REQUEST: Repeat the lines exactly, from the line holding "black suv wheel" through the end of the items, inclusive.

INPUT:

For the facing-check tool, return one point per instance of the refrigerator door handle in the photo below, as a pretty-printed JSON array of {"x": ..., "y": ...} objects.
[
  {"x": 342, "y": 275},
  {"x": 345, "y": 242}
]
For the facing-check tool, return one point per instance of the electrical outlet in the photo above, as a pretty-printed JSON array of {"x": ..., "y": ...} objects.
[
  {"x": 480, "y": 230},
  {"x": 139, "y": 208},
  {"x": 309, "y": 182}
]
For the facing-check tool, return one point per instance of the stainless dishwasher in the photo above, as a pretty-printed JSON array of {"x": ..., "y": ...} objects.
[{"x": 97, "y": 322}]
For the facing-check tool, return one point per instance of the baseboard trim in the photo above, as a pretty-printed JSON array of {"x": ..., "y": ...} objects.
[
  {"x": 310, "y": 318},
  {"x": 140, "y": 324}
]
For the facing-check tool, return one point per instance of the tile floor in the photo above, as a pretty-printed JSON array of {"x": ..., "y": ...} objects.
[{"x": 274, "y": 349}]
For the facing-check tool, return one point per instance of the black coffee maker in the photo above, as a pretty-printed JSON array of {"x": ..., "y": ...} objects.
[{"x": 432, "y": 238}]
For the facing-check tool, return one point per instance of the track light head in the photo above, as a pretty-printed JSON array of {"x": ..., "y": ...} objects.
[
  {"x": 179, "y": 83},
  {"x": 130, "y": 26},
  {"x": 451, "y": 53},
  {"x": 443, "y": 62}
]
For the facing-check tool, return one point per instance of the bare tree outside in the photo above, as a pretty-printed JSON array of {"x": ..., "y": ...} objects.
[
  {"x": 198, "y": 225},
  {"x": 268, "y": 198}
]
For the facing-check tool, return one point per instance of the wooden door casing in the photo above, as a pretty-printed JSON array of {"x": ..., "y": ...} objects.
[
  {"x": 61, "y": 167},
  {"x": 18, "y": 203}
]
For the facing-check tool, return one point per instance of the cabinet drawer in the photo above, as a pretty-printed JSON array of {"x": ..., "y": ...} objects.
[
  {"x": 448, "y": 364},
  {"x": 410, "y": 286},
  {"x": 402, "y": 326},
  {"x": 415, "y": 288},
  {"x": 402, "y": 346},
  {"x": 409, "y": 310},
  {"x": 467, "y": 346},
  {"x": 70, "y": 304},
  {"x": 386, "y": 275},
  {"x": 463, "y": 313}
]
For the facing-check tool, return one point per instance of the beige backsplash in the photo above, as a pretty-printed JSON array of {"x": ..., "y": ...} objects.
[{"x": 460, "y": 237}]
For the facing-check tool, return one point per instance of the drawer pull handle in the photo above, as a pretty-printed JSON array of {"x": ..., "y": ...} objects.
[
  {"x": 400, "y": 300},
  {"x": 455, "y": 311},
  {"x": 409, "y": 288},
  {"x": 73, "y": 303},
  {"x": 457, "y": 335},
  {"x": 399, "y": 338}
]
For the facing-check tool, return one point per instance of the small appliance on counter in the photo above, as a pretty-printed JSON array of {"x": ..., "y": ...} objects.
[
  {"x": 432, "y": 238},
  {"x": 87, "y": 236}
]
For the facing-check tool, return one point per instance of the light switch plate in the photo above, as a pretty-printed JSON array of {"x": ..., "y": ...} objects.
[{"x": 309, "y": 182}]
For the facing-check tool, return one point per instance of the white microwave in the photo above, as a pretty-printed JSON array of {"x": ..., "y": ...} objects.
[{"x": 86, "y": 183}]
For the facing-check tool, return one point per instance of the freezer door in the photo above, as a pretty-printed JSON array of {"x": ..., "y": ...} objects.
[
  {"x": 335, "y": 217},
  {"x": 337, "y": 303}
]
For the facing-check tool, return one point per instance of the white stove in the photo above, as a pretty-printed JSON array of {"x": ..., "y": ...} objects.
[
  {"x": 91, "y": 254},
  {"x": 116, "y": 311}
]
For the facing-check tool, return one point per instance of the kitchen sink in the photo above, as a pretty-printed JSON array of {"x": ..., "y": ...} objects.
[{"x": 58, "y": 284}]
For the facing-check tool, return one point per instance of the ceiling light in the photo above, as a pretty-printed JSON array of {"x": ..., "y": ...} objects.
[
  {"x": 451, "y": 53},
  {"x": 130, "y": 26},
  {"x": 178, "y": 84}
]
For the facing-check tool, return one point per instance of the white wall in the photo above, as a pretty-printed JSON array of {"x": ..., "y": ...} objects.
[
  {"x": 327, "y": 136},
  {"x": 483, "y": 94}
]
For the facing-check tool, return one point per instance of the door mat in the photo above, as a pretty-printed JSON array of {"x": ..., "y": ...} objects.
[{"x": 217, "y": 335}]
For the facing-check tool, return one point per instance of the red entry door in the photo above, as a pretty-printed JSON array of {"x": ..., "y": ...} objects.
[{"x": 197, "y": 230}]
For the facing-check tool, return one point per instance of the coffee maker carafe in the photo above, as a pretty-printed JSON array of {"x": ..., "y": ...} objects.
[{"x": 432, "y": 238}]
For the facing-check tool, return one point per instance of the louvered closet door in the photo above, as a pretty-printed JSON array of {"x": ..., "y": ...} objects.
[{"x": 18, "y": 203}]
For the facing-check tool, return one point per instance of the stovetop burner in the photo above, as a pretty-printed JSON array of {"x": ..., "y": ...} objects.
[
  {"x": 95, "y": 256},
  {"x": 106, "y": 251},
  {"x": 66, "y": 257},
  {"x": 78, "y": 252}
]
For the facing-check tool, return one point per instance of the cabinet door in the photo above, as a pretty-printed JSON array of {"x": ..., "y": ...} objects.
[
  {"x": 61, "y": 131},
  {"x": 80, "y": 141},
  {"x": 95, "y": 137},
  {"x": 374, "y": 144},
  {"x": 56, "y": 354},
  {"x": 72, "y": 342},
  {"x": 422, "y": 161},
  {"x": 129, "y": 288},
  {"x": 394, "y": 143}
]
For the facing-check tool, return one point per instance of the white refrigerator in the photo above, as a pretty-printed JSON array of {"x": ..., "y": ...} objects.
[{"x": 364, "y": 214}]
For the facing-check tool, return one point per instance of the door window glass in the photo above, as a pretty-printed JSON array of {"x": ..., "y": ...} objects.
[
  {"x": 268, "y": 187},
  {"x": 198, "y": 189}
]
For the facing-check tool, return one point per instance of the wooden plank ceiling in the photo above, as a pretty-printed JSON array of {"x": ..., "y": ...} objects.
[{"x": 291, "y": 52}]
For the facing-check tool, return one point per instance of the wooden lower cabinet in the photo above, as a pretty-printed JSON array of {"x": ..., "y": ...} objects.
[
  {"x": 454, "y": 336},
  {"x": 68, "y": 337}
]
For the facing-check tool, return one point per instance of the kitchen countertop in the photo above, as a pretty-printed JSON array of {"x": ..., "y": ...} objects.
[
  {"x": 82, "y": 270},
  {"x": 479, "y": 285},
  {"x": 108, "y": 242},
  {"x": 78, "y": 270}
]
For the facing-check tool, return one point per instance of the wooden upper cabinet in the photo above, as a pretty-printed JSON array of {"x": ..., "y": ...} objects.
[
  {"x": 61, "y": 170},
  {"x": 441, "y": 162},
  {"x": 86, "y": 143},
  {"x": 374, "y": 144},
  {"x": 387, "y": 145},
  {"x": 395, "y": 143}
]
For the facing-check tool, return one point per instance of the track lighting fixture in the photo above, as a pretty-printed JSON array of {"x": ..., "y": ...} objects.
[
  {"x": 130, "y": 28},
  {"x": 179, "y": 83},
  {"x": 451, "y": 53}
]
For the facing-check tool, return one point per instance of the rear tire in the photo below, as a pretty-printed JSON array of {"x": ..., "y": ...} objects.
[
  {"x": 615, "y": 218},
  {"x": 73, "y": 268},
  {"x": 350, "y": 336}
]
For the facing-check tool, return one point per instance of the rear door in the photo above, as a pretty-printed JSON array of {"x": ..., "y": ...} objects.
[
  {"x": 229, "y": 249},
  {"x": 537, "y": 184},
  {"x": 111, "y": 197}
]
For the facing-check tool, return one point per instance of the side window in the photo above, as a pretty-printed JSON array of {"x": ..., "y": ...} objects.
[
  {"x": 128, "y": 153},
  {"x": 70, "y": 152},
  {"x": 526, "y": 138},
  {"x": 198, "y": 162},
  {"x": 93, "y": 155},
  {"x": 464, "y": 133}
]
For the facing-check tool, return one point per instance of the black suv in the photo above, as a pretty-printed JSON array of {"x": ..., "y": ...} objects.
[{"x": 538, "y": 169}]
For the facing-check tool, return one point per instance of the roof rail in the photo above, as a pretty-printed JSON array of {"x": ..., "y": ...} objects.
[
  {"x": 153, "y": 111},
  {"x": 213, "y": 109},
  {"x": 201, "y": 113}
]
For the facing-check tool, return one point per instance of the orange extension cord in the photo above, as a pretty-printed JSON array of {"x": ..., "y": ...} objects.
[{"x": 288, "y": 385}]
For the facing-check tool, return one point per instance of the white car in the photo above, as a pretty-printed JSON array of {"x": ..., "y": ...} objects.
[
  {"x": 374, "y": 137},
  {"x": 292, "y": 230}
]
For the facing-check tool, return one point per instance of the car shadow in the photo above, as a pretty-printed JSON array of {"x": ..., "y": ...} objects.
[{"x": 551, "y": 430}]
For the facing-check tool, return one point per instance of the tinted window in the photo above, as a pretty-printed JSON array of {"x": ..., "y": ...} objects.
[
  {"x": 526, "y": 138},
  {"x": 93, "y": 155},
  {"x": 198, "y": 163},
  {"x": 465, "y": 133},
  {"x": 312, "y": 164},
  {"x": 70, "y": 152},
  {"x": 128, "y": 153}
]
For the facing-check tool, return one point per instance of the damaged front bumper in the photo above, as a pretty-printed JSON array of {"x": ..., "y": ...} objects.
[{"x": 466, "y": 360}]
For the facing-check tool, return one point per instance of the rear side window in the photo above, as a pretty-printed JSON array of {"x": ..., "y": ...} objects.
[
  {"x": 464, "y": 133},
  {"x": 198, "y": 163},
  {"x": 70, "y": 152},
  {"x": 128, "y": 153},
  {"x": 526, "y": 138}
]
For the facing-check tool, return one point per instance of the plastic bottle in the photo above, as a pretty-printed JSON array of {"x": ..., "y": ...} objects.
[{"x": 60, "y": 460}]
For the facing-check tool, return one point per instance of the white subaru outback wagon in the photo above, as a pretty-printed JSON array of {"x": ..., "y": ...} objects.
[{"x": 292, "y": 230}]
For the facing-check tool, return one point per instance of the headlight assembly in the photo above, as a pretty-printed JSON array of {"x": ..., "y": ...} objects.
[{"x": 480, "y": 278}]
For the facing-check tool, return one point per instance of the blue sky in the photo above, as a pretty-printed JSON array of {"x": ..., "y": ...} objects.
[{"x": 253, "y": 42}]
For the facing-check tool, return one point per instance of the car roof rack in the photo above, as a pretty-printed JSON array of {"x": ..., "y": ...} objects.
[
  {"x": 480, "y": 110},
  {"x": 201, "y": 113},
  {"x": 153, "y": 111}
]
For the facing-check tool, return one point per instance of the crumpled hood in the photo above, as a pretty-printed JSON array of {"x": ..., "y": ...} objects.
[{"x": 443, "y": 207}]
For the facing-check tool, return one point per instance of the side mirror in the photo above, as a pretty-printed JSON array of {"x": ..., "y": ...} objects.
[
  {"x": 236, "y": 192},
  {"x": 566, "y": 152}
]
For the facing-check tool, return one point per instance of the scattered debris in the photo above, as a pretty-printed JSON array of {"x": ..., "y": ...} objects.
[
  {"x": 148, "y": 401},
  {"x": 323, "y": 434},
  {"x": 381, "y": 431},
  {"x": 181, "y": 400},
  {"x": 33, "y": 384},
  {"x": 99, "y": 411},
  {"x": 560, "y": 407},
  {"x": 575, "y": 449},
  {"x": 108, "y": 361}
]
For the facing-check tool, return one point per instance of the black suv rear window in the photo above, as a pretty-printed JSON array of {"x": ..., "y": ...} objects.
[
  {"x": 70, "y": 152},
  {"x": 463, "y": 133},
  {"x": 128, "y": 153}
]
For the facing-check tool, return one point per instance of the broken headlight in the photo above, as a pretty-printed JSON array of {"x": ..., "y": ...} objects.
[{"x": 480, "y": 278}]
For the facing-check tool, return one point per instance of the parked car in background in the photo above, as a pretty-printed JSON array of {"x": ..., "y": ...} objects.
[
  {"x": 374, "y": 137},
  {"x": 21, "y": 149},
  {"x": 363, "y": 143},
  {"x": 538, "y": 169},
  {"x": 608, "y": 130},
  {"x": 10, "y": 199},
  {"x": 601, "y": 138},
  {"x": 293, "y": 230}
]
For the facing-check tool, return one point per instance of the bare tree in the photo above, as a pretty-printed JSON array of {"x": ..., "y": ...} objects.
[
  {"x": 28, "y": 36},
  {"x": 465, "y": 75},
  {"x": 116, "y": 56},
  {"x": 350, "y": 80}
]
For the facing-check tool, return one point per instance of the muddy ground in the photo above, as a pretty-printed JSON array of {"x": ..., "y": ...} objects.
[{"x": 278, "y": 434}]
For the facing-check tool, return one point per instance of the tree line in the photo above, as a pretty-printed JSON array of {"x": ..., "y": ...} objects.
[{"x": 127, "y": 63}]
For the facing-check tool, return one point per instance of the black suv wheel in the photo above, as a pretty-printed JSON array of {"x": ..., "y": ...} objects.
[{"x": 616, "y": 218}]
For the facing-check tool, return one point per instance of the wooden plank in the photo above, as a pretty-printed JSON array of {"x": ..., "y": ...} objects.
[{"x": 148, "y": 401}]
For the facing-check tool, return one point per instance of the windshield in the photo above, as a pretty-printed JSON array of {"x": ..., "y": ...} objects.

CORRECT RESULT:
For the facing-check tool, return one point per instance of the black suv wheel in the photo above, as a pretty-printed JSON array of {"x": ..., "y": ...} objects.
[{"x": 616, "y": 218}]
For the facing-check tool, return one point per instance of the wooden plank in the photo above, as a pretty-printed JSON array of {"x": ..., "y": ...} objects.
[{"x": 148, "y": 401}]
For the facing-check tool, return one point per instance of the windshield in the photo above, as a pretty-printed JSON array of {"x": ..., "y": ...} objects.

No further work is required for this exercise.